* [Text for analysis]:
==========

Community Re-entry Services for Justice-Involved Women 2020 Report
$196,000 of CARES Act funds employment and support services; sustained state funding needed for ongoing successful reintegration
Being unemployed is one of the top predictors of recidivism. And yet women leave incarceration without a state-issued ID, a reference from their job in the facility and the necessary executive functioning skills, such as time management or interpersonal skills, to work full time. “It shouldn’t be up to the inmates to educate each other on how to succeed,” said Heather Newcomb of Vermont Works for Women, one of the few organizations providing employment services for incarcerated women. “The road to success should be laid out by the system and it’s not.”
Instead, organizations providing community re-entry services have stepped in to light the way: ensuring women are aware of available community resources and how to access them, and coaching them through community supervision requirements and obstacles to employment to ensure they have the necessary skills to be economically independent and self reliant in the future.
CARES Act funding for these community re-entry services ended in December.
The Vermont Network secured CARES Act funding this summer and invited several organizations – the Discussing Intimate Violence and Accessing Support (DIVAS) project of the Vermont Network, Vermont Works for Women, Mercy Connections, and Women Justice & Freedom Initiative – to form a coalition, share allocated funding and collectively coordinate employment and support services to meet an increased need for re-entry support during COVID-19.
The increased need for support stemmed from the Vermont Department of Corrections expanding release eligibility to include all non-violent female offenders in order to reduce risk of COVID-19 spread. Women were released at a higher rate between March 13th through December 2020, with releases ongoing as the risk of COVID-19 continues. In July, the Vermont Network split the funding evenly among partners, $49,000 each, to support the women to secure IDs, housing, employment, clothes, food, transportation and access wrap around services.

==========

* [Extracted records]:
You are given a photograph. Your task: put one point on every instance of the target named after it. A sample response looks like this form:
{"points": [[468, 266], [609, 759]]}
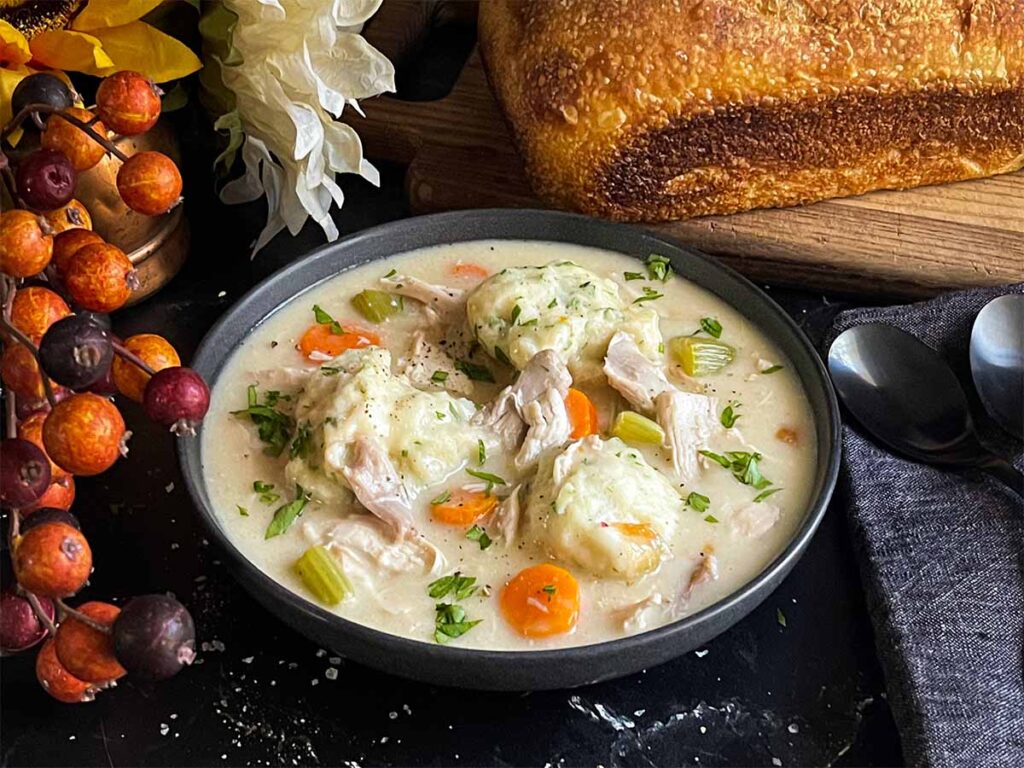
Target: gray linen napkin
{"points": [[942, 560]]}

==========

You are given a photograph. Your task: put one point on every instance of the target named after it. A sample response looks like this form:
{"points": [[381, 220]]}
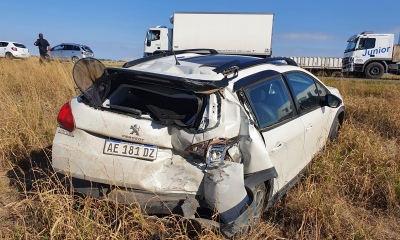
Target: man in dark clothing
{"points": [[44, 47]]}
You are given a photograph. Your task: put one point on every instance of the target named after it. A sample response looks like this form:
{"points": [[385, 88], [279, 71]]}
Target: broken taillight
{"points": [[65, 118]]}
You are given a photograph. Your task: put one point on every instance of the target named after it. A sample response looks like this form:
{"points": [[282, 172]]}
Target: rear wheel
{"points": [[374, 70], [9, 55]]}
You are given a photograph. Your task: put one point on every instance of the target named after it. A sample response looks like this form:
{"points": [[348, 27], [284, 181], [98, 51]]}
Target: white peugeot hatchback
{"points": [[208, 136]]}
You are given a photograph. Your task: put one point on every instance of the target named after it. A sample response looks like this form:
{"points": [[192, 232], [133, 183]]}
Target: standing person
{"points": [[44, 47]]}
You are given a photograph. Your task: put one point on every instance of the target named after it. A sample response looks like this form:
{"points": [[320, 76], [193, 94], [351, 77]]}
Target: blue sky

==========

* [Problem set]:
1. Please copy the part of the report on re-entry services for women from "CARES Act funding for" up to and including "support during COVID-19.".
2. Write the next part of the report on re-entry services for women, picking up after its last sentence.
These lines have nothing to do with the report on re-entry services for women.

* [Answers to the exercise]:
1.
CARES Act funding for these community re-entry services ended in December.
The Vermont Network secured CARES Act funding this summer and invited several organizations – the Discussing Intimate Violence and Accessing Support (DIVAS) project of the Vermont Network, Vermont Works for Women, Mercy Connections, and Women Justice & Freedom Initiative – to form a coalition, share allocated funding and collectively coordinate employment and support services to meet an increased need for re-entry support during COVID-19.

2.
The coalition had a four month window – August to mid-December – to use the funding. At the end of December, allocated funding remained, but the coalition has not received an extension of use.
Sustained State funding for community re-entry services is a top priority for the coalition, with almost 80 percent of women incarcerated by Vermont for community supervision violations, such as losing one’s housing or job. Supporting women to successfully reintegrate in the community can reduce the overall prison population by disrupting the cycle of Chittenden Regional Correctional Facility (CRCF) readmissions and save taxpayer dollars.
“You shouldn’t have to request re-entry supports; it should be an automatic system,” said Heather Newcomb. While some re-entry supports are in place, women are unaware they exist and in order to access them, they must submit a request, she said. Having universal re-entry services would allow for proper budgeting to sustain these important supports and prevent women with higher needs from falling through the cracks.
Kylen Veilleux of the DIVAS program said a large sum of their funding was allocated to providing soft supports because clients struggled with consistent access to food, warm clothes and hygiene products as well as a cell phone and wifi service, which were more essential than ever to keeping up with supervision requirements, healthcare appointments, and substance use treatment during COVID-19.
The majority of DIVAS funding went toward stabilizing those who were homeless, living in motels and transitional living homes into permanent residences, but their clients often came up against the obstacle of a lack of affordable apartments that met supervision, transportation and reasonable living requirements.
Newcomb described the work of providing re-entry support during COVID-19 as “demanding, emotional and gratifying”: demanding and emotional because the women’s needs are so high, and they don’t have the necessary coping skills to work through them on their own; gratifying because in the end, the support and coaching leads to successes. “This week two of my girls got jobs.”
While the funding for this work has come to an end, the need continues. Women will continue to be released from CRCF in 2021, and without adequate support.
The coalition is calling on the State of Vermont to allocate a sustained stream of funding for re-entry support services for incarcerated women in the upcoming legislative session. Supporting women to successfully reintegrate in their communities and achieve economic independence must be a priority in the justice system in order to disrupt recidivism primarily caused by community supervision violations.